- Exercise objective: Transcribe, word for word and without additions, each line below from the one containing "Highlight porch railing." through the one containing "Highlight dark front door.", both ends included.

- Data for the task:
Start of Block

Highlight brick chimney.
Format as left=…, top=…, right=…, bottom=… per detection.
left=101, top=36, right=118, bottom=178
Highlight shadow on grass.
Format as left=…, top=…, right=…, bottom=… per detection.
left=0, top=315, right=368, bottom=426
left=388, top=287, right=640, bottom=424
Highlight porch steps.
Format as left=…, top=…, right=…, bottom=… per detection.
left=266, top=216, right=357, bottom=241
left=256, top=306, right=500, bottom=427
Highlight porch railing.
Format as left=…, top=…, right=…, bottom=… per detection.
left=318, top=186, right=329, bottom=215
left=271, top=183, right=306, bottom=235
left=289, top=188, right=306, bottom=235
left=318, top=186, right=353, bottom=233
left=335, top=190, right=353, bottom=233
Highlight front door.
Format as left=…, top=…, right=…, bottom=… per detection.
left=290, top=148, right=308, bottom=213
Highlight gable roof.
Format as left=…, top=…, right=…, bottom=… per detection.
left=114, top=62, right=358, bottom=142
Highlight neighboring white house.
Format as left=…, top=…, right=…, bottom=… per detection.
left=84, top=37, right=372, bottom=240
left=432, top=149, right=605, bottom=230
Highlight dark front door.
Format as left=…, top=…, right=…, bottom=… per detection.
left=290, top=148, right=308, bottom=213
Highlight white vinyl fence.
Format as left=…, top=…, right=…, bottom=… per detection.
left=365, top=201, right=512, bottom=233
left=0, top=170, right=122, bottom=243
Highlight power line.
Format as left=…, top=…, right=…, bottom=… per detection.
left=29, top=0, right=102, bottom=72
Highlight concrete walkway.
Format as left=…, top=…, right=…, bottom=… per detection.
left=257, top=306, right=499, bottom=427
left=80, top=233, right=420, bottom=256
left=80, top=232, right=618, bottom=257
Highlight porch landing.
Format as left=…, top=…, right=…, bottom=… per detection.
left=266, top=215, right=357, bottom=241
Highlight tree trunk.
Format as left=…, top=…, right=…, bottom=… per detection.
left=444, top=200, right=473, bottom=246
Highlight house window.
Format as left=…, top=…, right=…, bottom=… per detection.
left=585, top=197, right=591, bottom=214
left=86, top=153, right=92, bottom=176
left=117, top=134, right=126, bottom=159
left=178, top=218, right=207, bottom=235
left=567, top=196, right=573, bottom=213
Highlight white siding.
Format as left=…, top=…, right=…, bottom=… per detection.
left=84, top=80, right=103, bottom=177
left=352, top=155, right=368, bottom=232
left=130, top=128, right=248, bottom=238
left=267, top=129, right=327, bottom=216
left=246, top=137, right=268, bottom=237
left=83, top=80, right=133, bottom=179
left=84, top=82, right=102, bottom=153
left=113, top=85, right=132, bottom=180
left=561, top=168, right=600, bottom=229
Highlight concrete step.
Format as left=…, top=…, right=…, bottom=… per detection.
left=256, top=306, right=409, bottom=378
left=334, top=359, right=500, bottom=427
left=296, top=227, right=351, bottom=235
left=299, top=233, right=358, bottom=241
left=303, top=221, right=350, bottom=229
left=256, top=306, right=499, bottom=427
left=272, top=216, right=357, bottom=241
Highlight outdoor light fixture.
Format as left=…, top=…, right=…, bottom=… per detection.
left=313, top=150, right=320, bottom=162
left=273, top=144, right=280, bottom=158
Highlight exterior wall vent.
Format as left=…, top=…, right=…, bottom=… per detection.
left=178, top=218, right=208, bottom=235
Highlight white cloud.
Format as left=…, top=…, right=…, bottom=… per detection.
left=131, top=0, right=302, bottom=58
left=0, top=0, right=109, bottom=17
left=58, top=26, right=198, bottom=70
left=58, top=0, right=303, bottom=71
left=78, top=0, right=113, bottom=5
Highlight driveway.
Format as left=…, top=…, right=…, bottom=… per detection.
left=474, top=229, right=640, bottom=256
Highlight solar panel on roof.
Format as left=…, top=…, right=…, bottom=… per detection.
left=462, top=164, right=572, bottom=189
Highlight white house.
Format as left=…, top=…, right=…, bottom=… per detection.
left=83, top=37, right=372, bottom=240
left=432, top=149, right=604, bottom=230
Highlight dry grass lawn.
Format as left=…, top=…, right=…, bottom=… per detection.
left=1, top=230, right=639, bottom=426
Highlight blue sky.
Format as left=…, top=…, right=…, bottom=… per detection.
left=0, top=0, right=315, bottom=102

End of Block
Start of Block

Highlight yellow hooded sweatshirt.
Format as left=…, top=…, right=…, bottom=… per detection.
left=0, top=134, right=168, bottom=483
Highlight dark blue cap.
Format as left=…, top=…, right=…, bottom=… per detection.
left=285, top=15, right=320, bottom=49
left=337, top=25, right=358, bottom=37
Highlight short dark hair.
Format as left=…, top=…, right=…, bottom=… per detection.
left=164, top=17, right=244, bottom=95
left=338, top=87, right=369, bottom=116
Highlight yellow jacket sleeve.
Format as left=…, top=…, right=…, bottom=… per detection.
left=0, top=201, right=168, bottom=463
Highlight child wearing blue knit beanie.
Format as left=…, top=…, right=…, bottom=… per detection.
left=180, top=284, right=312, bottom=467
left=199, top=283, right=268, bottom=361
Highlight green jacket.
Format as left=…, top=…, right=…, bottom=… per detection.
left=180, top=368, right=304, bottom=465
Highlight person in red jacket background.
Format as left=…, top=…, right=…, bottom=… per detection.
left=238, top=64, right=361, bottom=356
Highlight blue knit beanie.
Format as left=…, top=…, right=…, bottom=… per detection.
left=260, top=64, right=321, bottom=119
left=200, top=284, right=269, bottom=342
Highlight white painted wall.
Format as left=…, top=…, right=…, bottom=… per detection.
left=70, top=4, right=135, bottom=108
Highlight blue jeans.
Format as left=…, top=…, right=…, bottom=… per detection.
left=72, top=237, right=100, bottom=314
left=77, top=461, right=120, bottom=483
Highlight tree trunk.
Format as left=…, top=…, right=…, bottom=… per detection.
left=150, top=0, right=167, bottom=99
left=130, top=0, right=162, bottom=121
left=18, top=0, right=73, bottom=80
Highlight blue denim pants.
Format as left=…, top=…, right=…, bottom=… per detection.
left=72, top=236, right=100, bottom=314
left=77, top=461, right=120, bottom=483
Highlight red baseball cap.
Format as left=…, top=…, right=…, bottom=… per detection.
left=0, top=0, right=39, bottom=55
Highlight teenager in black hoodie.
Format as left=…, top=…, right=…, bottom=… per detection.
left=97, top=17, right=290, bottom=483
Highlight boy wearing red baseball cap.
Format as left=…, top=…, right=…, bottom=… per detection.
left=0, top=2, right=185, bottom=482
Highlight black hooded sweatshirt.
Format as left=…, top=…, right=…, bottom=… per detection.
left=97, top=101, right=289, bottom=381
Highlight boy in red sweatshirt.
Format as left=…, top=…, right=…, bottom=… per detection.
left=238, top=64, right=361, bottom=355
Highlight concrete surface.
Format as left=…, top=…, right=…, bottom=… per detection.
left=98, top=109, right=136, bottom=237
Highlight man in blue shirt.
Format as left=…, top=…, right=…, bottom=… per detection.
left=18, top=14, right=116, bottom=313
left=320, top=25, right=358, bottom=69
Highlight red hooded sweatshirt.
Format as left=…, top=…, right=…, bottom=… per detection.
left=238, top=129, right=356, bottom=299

End of Block
Start of Block

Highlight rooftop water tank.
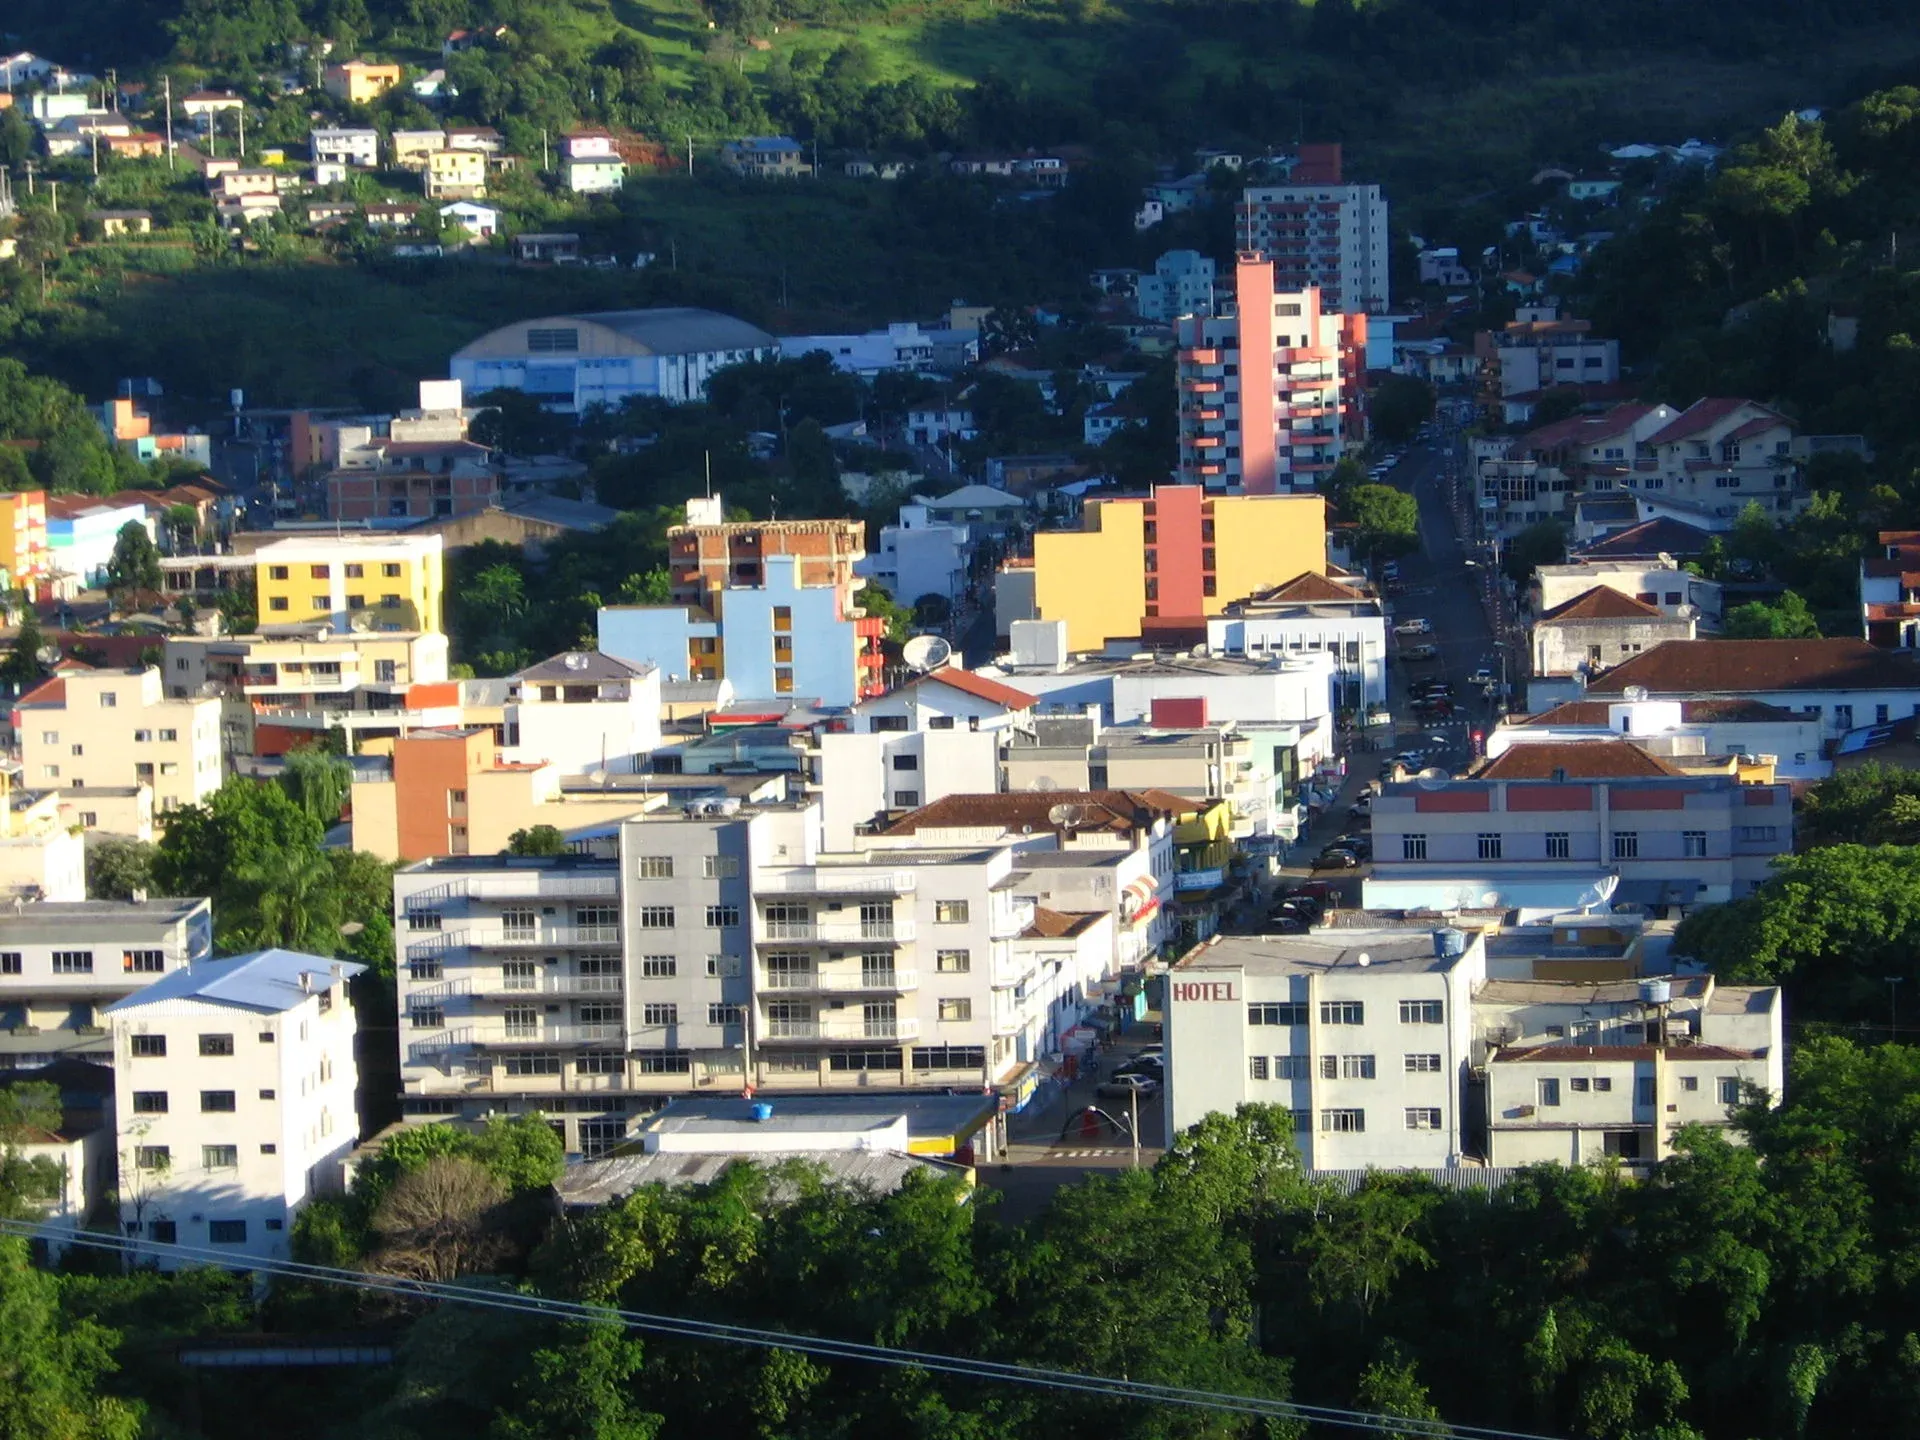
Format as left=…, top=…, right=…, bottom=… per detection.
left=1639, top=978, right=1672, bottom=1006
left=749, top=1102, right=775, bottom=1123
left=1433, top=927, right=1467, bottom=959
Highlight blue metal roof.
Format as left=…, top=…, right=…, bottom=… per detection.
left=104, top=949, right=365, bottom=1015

End of Block

- Response to the task:
Highlight porch railing.
Format as left=…, top=…, right=…, bottom=… per detection.
left=318, top=186, right=329, bottom=215
left=271, top=183, right=306, bottom=235
left=289, top=188, right=306, bottom=235
left=318, top=186, right=353, bottom=233
left=335, top=190, right=353, bottom=233
Highlight front door.
Format as left=…, top=…, right=…, bottom=… per detection.
left=290, top=148, right=308, bottom=213
Highlight gable roof.
Format as left=…, top=…, right=…, bottom=… per detection.
left=114, top=62, right=358, bottom=142
Highlight neighboring white house.
Format as left=…, top=…, right=…, bottom=… per detection.
left=84, top=37, right=372, bottom=240
left=432, top=149, right=605, bottom=230
Highlight dark front door.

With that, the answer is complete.